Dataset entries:
┌────────

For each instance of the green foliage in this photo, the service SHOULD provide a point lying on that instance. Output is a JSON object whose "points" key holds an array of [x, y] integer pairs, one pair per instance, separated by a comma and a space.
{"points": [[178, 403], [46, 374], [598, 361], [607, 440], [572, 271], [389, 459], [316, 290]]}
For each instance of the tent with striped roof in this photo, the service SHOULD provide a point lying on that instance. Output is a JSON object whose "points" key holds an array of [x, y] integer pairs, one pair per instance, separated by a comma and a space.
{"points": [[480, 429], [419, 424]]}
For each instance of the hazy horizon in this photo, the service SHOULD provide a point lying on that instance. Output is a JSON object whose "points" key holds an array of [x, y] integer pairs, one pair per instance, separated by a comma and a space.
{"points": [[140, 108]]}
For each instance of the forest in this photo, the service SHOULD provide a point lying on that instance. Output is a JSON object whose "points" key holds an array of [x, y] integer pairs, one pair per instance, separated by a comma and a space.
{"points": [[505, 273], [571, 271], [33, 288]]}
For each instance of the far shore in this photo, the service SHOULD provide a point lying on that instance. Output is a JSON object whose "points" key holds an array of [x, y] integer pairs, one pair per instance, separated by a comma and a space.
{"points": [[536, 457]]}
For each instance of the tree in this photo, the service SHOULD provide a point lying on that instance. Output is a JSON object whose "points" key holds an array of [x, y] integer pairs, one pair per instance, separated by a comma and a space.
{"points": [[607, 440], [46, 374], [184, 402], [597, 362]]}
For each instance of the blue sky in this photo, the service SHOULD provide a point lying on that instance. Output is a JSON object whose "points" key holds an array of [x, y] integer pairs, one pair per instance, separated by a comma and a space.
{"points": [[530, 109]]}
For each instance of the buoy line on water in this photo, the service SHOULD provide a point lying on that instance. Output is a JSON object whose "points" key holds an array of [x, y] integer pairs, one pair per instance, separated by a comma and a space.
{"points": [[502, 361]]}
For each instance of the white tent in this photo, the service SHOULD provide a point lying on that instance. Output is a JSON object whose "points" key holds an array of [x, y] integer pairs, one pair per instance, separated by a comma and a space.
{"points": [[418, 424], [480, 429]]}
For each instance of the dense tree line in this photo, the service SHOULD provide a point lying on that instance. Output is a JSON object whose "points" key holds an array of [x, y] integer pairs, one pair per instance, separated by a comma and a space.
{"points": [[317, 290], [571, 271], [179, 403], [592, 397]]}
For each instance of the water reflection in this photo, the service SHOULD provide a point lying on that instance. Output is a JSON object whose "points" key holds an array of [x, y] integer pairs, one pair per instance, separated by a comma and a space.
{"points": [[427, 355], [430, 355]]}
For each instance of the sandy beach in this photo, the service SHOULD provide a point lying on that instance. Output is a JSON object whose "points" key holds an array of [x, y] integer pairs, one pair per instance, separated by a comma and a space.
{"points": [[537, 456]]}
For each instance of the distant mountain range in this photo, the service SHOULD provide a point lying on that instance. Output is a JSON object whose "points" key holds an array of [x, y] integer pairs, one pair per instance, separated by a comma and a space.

└────────

Extract the complete data, matching each line exactly.

For each instance of the green foliage in this photo, the service SHOULD provide a point lying on that instance. Output is a JSON object whose "points" key holds an array of [x, y] integer pairs, one pair per instance, separated by a comma and a space.
{"points": [[178, 403], [46, 374], [598, 361], [607, 440], [572, 271], [389, 459], [316, 290]]}
For each instance of the tent with striped roof in this photo, the service SHOULD provide a point lying on that instance. Output is a JSON object whose "points" key holds an array of [x, y] integer pairs, one pair per instance, separated by a comma and a space.
{"points": [[480, 429], [419, 424]]}
For each instance of the hazy horizon in this photo, the service SHOULD provide a point lying on that instance. Output is a JSON object whose "points" key holds an array of [x, y] integer pairs, one pair per instance, separated by a comma and a space.
{"points": [[140, 108]]}
For each instance of the forest in this photo, the service SHOULD provide a point lying on that instance. Output is a JSON object whose "points" key holds an array of [x, y] integer pairs, one pair per instance, separated by a comma and a space.
{"points": [[505, 273], [571, 271], [33, 288]]}
For each instance of the far shore in this photo, the service SHOULD provide a point lying on that instance. Output is a JSON object whose "points" key holds an array of [x, y] integer pairs, one pair per instance, separated by a comma and a space.
{"points": [[536, 457]]}
For each instance of the tree in this photo, the service SHOULD provide a point lying on that instance. Output is a JSON object whose "points" key holds an array of [x, y] integer pairs, one pair per instance, separated by a comma and a space.
{"points": [[607, 440], [46, 374], [184, 402], [597, 362]]}
For each instance of the blue sky in this photo, the service SHOULD provide a point lying on that instance. Output is a JSON object whose "points" key holds an array of [x, y] integer pairs, one pair per instance, separated by a comma and a space.
{"points": [[530, 109]]}
For each instance of the buoy line on water in this photo, the service SHOULD provide a point lying on that instance. Output is a JSON object whose "points" key holds an array of [x, y] integer pairs, one pair per instance, separated by a comma and a space.
{"points": [[502, 361]]}
For each instance of the white tent in this photo, the service SHOULD provide a point lying on that instance. Output is a JSON object whose "points" key holds an array of [x, y] integer pairs, one pair per instance, separated by a comma and a space.
{"points": [[418, 424], [480, 429]]}
For each instance of the dense tree line in this photo, the service SHOULD provide a point lying on that instance. Output is a JSON object whose "points" key holds an array of [x, y] integer pairs, one pair per instance, separated by a comma and a space.
{"points": [[317, 290], [571, 271], [179, 403], [592, 397]]}
For each instance of the water reflection in this photo, the service SHOULD provide a point lying on that instance. Output is a JSON object whose "points" key holds an array of [x, y] integer pairs, one pair per instance, separated by a comma and a space.
{"points": [[427, 355], [430, 355]]}
For each instance of the sandy beach in this photo, the service SHOULD provide a point lying on that instance. Output is a JSON object whose "points" key holds an array of [x, y] integer pairs, one pair per instance, separated by a comma and a space.
{"points": [[537, 456]]}
For each instance of the distant mountain range in this photo, the service SHOULD provide a point lying on that instance. Output is a JSON object whose "points" key holds an array of [x, y] integer pairs, one pair per instance, separated by a comma and a space.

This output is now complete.